◆ WHAT TO WORK ON ◆
In the records below, tally each line that contains the word "with" and give the total only.
***** DATASET EXCERPTS
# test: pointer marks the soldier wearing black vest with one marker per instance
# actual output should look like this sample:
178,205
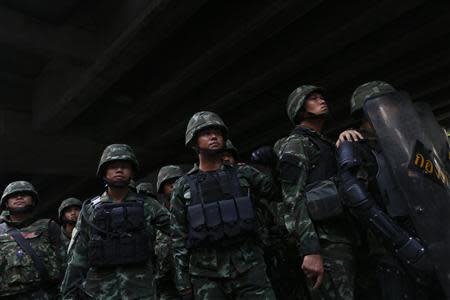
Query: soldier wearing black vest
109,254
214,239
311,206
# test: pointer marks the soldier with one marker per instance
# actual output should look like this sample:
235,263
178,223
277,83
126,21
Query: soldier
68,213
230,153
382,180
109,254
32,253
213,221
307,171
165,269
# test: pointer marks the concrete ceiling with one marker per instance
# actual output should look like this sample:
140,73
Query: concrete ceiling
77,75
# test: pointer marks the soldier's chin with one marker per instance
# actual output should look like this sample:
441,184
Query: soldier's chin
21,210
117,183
**********
***** DATASET EXCERPTS
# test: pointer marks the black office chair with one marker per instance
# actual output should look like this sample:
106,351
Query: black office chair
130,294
**********
◆ WRITTEN SOLUTION ◆
5